_TEXTO DE LEITURA_.
O gerente da minha conta bancária me ligou sugerindo
investimento em taxa prefixada para colher ganhos com a taxa de juros em queda.
Agradeci a iniciativa, mas não mergulhei de cabeça na sugestão
dele. E explico por quê.
A taxa básica sofreu um corte de 0,75 ponto percentual na mais recente reunião
do Copom e mudou de 13,75% para 13% ao ano. O presidente do Banco Central
sinalizou que esse será o novo ritmo de redução dos juros. O mercado estima que
chegaremos ao fim de 2017 com a taxa Selic no patamar de 9,5% ao ano.
Se você observa a Selic ainda em 13% e acredita que ela cairá
para 9,5%, contabiliza uma queda de 3,5 pontos percentuais e um bom lucro no
bolso se investir agora em taxa prefixada. Só que não é bem assim.
A taxa de juros prefixada praticada no mercado já caiu bastante
no segundo semestre de 2016, antecipando que haveria cortes na Selic. No auge
da crise de 2016, o Tesouro Prefixado, título que remunera taxa prefixada de
juros, chegou a pagar 17% ao ano. Na sexta (27), pagava 10,41% nos títulos de
dois anos e 10,88% nos títulos de seis anos.
Quem arriscou e comprou títulos prefixados a 16%, 15%, 14% ao
ano já ganhou ou pode ganhar um bom dinheiro se vender agora com desconto de
10,41%. Ou manter o título até o vencimento e ganhar a taxa negociada, que deve
ser superior à média da Selic. É possível afirmar isso porque é muito grande a
diferença entre a taxa comprada e a atual.
Quem compra um título agora, entre 10,40% e 10,88%, só tem
chance de ganhar se confirmada a queda continuada e acelerada da Selic.
Qualquer reversão dessa tendência pode comprometer a estratégia.
Ah, então vou investir em fundos de investimento que estão com
as carteiras recheadas de títulos comprados com a taxa alta que não está mais
disponível no mercado. Bom demais para ser verdade, não é assim que a banda
toca.
Quem tem o direito de abocanhar os lucros? Você que está
chegando agora, diante de um cenário definido de redução dos juros, ou quem
arriscou e investiu há alguns meses?
É evidente que só o segundo grupo tem o direito de se beneficiar
dos ganhos.

_EXERCÍCIO_. Segundo o texto sobre investimento em taxa prefixada, por que investir agora nessa taxa não garante o bom lucro que a queda da Selic de 13% para 9,5% parece prometer? Responda em uma a três frases.

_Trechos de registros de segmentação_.
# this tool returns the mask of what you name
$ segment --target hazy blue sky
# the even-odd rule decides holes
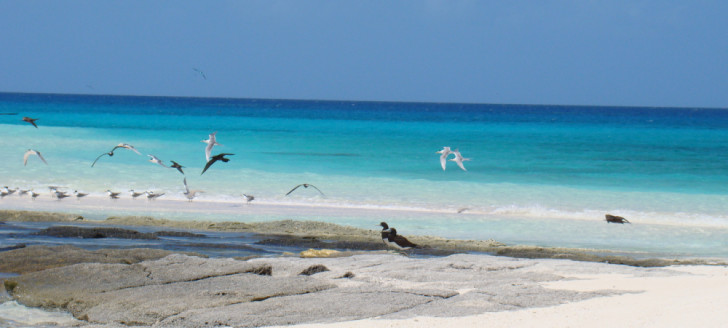
[[[727,16],[725,0],[0,0],[0,91],[728,107]]]

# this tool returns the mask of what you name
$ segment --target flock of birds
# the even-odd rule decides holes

_RESPOSTA DO EXERCÍCIO_. A taxa prefixada praticada no mercado já caiu bastante no segundo semestre de 2016, antecipando os cortes na Selic. O Tesouro Prefixado, que chegou a pagar 17% ao ano no auge da crise, pagava na sexta (27) 10,41% nos títulos de dois anos e 10,88% nos de seis anos. Por isso, quem compra agora só tem chance de ganhar se a queda da Selic se confirmar de forma continuada e acelerada.